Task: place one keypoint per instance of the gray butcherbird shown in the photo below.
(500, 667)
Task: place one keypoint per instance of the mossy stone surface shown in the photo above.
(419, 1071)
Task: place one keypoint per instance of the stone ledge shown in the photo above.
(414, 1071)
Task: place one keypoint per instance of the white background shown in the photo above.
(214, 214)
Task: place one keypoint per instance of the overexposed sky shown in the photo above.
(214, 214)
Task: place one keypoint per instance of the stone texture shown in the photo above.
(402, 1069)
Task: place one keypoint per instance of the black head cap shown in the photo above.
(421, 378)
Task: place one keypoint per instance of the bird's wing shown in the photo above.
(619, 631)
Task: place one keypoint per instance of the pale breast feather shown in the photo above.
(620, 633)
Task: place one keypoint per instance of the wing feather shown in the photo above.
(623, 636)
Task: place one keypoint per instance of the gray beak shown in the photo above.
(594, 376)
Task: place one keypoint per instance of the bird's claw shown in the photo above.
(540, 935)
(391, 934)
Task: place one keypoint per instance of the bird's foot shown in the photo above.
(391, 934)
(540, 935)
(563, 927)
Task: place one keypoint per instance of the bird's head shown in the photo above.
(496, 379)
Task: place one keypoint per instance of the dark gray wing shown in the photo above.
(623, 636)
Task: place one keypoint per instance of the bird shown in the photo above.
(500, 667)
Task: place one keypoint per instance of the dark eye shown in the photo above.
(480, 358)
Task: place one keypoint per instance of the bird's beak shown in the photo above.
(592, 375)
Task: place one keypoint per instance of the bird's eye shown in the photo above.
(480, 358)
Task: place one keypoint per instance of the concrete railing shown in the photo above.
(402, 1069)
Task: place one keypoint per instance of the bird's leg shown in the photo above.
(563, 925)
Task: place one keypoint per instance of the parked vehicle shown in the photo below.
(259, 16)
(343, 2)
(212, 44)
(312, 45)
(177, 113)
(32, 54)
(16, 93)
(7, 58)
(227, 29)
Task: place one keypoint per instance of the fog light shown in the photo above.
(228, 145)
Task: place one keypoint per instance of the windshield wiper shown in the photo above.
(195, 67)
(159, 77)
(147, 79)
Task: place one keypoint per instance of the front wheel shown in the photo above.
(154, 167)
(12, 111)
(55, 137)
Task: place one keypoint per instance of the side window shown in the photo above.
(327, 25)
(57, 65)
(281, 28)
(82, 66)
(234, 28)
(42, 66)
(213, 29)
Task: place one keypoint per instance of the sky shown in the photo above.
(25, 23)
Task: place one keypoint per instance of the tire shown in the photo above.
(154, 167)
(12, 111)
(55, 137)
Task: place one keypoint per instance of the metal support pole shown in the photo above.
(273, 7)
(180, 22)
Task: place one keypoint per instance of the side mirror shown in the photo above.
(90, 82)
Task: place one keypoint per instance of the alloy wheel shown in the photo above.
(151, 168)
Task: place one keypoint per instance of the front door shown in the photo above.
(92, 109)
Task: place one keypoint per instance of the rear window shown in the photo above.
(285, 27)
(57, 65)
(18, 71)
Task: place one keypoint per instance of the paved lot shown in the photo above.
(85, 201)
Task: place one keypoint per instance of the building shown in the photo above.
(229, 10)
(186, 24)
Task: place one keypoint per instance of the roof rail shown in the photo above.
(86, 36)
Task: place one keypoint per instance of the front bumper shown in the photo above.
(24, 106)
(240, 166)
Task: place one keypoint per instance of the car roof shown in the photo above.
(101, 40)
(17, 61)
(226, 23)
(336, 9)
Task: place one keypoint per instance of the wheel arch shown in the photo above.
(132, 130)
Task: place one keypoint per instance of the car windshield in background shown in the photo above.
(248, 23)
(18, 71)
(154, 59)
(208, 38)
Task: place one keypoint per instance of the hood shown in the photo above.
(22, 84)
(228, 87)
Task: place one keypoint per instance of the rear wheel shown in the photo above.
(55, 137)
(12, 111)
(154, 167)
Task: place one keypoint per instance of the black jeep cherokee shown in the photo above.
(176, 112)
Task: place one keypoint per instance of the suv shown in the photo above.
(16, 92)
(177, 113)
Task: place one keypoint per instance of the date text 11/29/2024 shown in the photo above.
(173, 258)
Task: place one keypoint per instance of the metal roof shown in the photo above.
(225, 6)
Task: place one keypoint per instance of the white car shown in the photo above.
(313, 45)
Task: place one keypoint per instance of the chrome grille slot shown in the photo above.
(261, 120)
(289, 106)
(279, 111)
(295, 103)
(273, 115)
-- -- --
[Petunjuk]
Skalakan ulang koordinat titik pada jawaban dalam catatan, mulai dari awal catatan hingga baris yang memuat "(414, 1071)" (baris tersebut juga termasuk). Kalikan setiap angka koordinat dengan 2,15, bulatkan ke bilangan bulat dengan nilai setengah dibulatkan ke atas, lalu tuliskan kembali seluruh baris tersebut beserta permintaannya.

[Penyelesaian Tugas]
Task: place one keypoint per instance of the gray butcherbird shown in the photo below.
(1075, 1434)
Task: place one keypoint per instance of the mossy stone surface shown in the photo above.
(901, 2303)
Task: place one keypoint per instance of the stone ledge shown in the photo above.
(890, 2303)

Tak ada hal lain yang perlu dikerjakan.